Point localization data

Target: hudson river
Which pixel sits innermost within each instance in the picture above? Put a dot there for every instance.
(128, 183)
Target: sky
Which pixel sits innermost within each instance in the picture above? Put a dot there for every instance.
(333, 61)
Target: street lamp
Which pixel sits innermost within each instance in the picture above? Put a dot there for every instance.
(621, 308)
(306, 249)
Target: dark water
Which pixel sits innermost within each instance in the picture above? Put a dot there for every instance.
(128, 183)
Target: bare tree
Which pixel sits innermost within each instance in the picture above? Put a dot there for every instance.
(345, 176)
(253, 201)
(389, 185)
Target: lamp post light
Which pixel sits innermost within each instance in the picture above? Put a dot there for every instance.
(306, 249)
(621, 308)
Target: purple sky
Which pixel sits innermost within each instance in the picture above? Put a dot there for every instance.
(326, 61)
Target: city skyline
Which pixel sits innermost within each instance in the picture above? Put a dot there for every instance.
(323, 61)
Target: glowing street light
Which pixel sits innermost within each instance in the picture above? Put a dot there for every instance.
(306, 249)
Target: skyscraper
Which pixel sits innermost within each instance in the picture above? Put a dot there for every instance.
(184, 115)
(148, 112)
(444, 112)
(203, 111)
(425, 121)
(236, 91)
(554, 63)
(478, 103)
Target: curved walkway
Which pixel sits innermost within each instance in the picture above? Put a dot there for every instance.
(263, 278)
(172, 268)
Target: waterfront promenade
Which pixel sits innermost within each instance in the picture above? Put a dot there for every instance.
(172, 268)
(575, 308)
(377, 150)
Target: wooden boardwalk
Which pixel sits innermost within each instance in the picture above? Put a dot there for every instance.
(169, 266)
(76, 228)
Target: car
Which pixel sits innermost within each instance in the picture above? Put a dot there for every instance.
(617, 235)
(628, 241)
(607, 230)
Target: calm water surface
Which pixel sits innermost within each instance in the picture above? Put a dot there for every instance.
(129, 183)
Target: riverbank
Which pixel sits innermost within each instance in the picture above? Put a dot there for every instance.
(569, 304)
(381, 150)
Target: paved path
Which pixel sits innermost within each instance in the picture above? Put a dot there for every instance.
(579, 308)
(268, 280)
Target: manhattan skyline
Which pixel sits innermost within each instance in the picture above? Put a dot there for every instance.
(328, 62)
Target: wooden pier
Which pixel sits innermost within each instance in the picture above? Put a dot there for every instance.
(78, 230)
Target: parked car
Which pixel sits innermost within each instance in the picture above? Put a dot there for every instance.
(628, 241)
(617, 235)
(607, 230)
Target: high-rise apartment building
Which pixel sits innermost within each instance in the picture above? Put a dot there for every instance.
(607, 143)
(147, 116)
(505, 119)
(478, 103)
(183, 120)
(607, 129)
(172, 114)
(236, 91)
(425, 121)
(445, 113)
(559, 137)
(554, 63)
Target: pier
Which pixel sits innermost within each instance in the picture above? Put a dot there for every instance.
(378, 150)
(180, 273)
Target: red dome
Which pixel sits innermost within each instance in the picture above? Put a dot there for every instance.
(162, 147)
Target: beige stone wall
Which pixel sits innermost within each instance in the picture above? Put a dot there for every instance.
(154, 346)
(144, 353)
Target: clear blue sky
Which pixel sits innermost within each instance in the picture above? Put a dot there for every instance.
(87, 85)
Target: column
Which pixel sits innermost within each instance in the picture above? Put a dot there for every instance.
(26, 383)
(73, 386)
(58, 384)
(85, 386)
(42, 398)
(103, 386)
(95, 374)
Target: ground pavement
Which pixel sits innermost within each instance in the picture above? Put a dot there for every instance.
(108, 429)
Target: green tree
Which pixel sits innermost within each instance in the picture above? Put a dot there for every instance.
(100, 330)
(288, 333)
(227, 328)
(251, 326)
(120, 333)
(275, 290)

Work to be completed =
The records must be given again in full, exactly as shown.

Reply to the exercise =
Target: hudson river
Which pixel sits innermost within each instance in the picture above? Put a dot there for every instance.
(128, 183)
Target: sky
Which pixel sits innermost within each instance in the picture above? Put a dot there for every instance.
(333, 61)
Target: street lamp
Which pixel sits innermost within each instance in the picture above? Put a dot there for every instance.
(621, 308)
(306, 249)
Target: dark water
Which pixel sits innermost within each instance in the picture above? Put a dot there for every instance.
(128, 183)
Target: bare tree
Which pixel sits innermost within each instance in the picture above? Put a dot there for every instance.
(345, 176)
(253, 201)
(389, 185)
Target: lamp post light
Which pixel sits innermost within each instance in the picture above? Put a dot there for every instance.
(306, 249)
(621, 308)
Target: purple sky
Which pixel sits innermost within each instance in the picture above? Put a dot there for every instance.
(326, 61)
Target: city skyline
Which pixel sits innermost within each instance in the picture above? Put a dot there for every instance.
(323, 61)
Target: glowing street light
Which pixel sits innermost within each instance in the picture above? Put a dot there for every instance.
(306, 249)
Target: skyscraper
Which pixel sits innermost within each instance in the picture above? Put a dot there for every instance.
(184, 115)
(148, 112)
(444, 112)
(203, 111)
(425, 121)
(236, 91)
(554, 63)
(478, 103)
Target: curved walkway
Which pixel sits innermost within each instance in the picture above? Put a dot there for every instance.
(263, 278)
(172, 268)
Target: waterfront promenade
Which pixel sits innermost within each instance in the picture above? Put a dot there for every instance.
(172, 268)
(575, 308)
(377, 150)
Target: wooden boardwalk
Which pixel sits innermost within each instance in the picture above? Put a dot there for every instance.
(169, 266)
(76, 228)
Target: car
Which pixel sits innermost within each instance in the picture above? Put a dot there for every instance.
(617, 235)
(628, 241)
(607, 230)
Target: calm water surface
Which pixel sits innermost within each instance in the picture above? Put a dot there for every instance.
(129, 183)
Target: riverbank
Which pixel sits innermost within each instance in the picture above? Put a dot there for every instance.
(569, 304)
(381, 150)
Target: paved path
Which pixel sits innermost within each instance in the picture above? Put a dot there for every instance.
(579, 308)
(268, 280)
Target: manhattan skyline
Which pixel sits innermost within each instance in the picture above? Put a dot there for every instance.
(328, 62)
Target: wooden pier
Which pixel sits innermost within each instance in the picture above? Put a dot there for every instance.
(78, 230)
Target: parked car
Which pixel sits innermost within each instance in the picture above? Put a dot there for every instance.
(628, 241)
(617, 235)
(607, 230)
Target: high-rise apartment building
Which pixel sits innermost within each instance in the picture above? Put a dot there for every instance.
(607, 143)
(147, 116)
(505, 119)
(478, 103)
(183, 120)
(607, 129)
(172, 114)
(236, 91)
(425, 121)
(445, 113)
(559, 137)
(554, 63)
Target: pier
Which pixel sits innermost within each instance in the picture above? Put a dot there for every instance.
(378, 150)
(180, 273)
Target: red dome
Which pixel sits innermost within each instance in the picture above? Put a dot there for every instance.
(162, 147)
Target: beige stone wall
Which pixel sits innermost within each instance in the picture above? Put a dot there for every instance.
(154, 346)
(144, 353)
Target: clear blue sky
Which pixel sits innermost within each instance in the picture above? Put a dot there for every instance.
(87, 85)
Target: column
Which pixel sits innermost within each instance in the picture above? Put a dot there for every instance.
(26, 383)
(73, 386)
(58, 384)
(85, 386)
(42, 398)
(103, 386)
(95, 374)
Target: ground pavement
Which pixel sits innermost within each instance in the picture above? Put a dot there for every instance.
(108, 429)
Target: green tree
Which pixel sits innermost within each instance in the picture above? Put a dot there for every instance.
(100, 330)
(288, 333)
(227, 328)
(251, 326)
(120, 333)
(275, 290)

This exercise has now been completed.